*Task statement*. Each record below should be repeated precisely as written.

*Stored data*.
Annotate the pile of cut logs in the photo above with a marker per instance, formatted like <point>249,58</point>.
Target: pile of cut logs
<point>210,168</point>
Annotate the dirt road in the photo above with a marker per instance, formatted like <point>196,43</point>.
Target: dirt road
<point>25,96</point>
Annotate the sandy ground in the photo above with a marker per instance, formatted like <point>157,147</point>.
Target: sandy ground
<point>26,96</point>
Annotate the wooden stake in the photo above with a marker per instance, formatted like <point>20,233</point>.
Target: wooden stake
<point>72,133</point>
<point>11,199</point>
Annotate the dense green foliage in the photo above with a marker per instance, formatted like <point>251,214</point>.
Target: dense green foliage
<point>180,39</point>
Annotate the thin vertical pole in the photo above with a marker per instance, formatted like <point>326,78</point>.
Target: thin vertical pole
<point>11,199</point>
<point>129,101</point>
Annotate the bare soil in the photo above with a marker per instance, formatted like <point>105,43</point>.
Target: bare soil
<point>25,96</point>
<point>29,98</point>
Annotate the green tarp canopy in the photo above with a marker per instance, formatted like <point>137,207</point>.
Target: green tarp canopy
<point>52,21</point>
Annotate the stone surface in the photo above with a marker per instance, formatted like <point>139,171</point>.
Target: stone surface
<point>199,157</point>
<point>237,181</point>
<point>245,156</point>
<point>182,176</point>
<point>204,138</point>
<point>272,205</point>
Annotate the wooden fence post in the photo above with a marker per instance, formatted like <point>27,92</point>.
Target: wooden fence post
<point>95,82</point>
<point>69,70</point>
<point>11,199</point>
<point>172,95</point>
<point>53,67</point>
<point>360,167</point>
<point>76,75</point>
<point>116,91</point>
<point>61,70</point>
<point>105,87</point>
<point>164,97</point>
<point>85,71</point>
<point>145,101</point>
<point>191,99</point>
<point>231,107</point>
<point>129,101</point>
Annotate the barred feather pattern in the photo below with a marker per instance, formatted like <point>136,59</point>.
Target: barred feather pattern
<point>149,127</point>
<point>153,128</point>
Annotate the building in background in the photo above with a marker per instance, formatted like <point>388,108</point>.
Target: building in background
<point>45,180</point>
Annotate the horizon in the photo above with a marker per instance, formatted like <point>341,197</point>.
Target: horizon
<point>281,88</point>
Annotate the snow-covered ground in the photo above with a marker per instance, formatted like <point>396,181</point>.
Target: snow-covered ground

*Solution to the problem*.
Annotate the pile of cut logs in the photo above with a marker per instance, formatted like <point>249,58</point>.
Target: pile of cut logs
<point>210,168</point>
Annotate the dirt road in the photo above with a marker per instance, formatted like <point>196,43</point>.
Target: dirt road
<point>25,96</point>
Annotate the sandy ground in the photo above with a marker per instance, formatted like <point>157,147</point>.
Target: sandy ground
<point>26,96</point>
Annotate the wooden stake in the photo above with a marker per instance, formatted like <point>20,233</point>.
Target: wooden stake
<point>72,133</point>
<point>11,199</point>
Annotate the dense green foliage in the photo above with a marker per instance, formatted like <point>251,214</point>.
Target: dense green foliage
<point>180,39</point>
Annotate the thin vertical pole in the photo above with a marker per instance, formatted like <point>326,78</point>.
Target: thin vertical pole
<point>11,199</point>
<point>129,101</point>
Annotate the bare soil in the photo above with a marker per instance, formatted like <point>105,43</point>.
Target: bare soil
<point>25,96</point>
<point>29,98</point>
Annotate the green tarp canopy in the photo above with a marker per instance, formatted like <point>137,207</point>.
Target: green tarp canopy
<point>52,21</point>
Annotate the stone surface in the photo above with a marker per instance, formatted like <point>139,171</point>.
Target: stone surface
<point>199,157</point>
<point>237,181</point>
<point>245,156</point>
<point>182,176</point>
<point>204,138</point>
<point>272,205</point>
Annotate the wooden fence post in the photo above with a marker per instance, formatted like <point>27,92</point>.
Target: wooden fence post
<point>95,82</point>
<point>69,70</point>
<point>11,199</point>
<point>172,95</point>
<point>53,67</point>
<point>360,167</point>
<point>76,75</point>
<point>116,91</point>
<point>61,70</point>
<point>105,87</point>
<point>164,97</point>
<point>85,71</point>
<point>145,101</point>
<point>191,99</point>
<point>231,107</point>
<point>129,101</point>
Annotate the barred feather pattern in the photo below with a marker per instance, formatted like <point>136,59</point>.
Target: barred feather pattern
<point>149,127</point>
<point>153,128</point>
Annotate the building in background in the photo above with a marker per instance, formatted like <point>388,108</point>.
Target: building in background
<point>45,180</point>
Annotate the horizon in the photo above with a marker per instance, formatted like <point>341,197</point>.
Target: horizon
<point>281,88</point>
Annotate the snow-covered ground in the photo above with a marker per instance, formatted like <point>396,181</point>.
Target: snow-covered ground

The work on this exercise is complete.